> _Exercise requirements_
Reproduce the stretch of lines from the start of the records through the line containing "x=121 y=194", requests included, and adjust every coordinate in the answers by adding -145 to it.

> _Entries from a dataset_
==*==

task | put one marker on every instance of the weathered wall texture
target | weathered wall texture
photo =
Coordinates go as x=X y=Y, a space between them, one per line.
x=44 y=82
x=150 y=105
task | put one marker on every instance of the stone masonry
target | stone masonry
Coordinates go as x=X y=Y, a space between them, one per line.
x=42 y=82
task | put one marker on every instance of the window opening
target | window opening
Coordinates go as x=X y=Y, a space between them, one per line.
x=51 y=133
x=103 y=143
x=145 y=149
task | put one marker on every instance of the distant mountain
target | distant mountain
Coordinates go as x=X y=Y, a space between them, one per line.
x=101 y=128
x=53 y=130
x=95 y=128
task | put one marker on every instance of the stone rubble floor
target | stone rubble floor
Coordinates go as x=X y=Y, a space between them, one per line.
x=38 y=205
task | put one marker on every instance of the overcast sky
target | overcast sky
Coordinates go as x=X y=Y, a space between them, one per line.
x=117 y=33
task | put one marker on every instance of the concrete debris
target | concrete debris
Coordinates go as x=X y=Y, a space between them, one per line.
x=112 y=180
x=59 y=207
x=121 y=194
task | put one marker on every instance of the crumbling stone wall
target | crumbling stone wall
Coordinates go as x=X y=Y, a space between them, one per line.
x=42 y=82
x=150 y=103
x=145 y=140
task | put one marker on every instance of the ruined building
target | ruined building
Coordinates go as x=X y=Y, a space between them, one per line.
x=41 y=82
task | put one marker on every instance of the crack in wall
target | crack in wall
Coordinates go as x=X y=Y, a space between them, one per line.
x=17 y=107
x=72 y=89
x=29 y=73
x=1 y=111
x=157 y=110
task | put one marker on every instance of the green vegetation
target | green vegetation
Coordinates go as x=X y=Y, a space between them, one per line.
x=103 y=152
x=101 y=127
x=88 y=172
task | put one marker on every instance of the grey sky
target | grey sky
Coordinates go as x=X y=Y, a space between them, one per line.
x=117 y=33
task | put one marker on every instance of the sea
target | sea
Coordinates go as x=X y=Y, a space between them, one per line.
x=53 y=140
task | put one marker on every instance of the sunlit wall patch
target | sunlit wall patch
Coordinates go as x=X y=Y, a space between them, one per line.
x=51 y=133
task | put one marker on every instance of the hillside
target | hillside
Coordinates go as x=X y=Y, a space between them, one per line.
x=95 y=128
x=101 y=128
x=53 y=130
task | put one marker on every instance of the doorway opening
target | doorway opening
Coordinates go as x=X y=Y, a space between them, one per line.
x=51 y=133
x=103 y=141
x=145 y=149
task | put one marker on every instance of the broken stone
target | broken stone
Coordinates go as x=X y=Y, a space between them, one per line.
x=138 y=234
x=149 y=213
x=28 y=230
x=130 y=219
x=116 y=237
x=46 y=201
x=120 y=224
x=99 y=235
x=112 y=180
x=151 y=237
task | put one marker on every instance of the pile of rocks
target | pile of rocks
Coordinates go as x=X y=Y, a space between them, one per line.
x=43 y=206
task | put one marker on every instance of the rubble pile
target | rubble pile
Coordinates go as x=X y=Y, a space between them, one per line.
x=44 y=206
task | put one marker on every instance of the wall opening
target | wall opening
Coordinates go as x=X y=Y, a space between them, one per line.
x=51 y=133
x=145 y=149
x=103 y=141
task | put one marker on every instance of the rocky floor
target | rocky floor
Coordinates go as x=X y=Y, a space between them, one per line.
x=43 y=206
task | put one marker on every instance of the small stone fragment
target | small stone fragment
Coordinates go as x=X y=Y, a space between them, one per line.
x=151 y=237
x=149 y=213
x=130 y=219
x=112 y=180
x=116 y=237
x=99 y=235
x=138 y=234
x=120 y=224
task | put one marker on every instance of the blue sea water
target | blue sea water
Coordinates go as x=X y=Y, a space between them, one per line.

==*==

> _Correct result_
task | put one marker on every instance of the weathered wall texture
target | weathered wall texture
photo =
Coordinates go as x=X y=Y, a space between them, one per line.
x=-101 y=-63
x=5 y=-40
task | put one marker on every instance of the stone masonry
target | stone masonry
Coordinates go as x=X y=Y, a space between them, one per line.
x=-103 y=-63
task | put one marker on every instance of the window opening
target | window opening
Coordinates go as x=X y=Y, a space between them, one per line.
x=-94 y=-12
x=-42 y=-2
x=0 y=4
task | put one marker on every instance of the distant mountain
target | distant mountain
Coordinates go as x=X y=Y, a space between them, one per line.
x=-44 y=-17
x=-92 y=-15
x=-50 y=-17
task | put one marker on every instance of the stone rubble floor
target | stone rubble floor
Coordinates go as x=X y=Y, a space between them, one per line.
x=-107 y=60
task | put one marker on every instance of the overcast sky
target | overcast sky
Coordinates go as x=X y=Y, a space between them, one per line.
x=-28 y=-112
task | put one marker on every instance of the concrete debris
target | concrete debris
Coordinates go as x=X y=Y, a space between them, one per line.
x=-33 y=35
x=-86 y=62
x=-24 y=49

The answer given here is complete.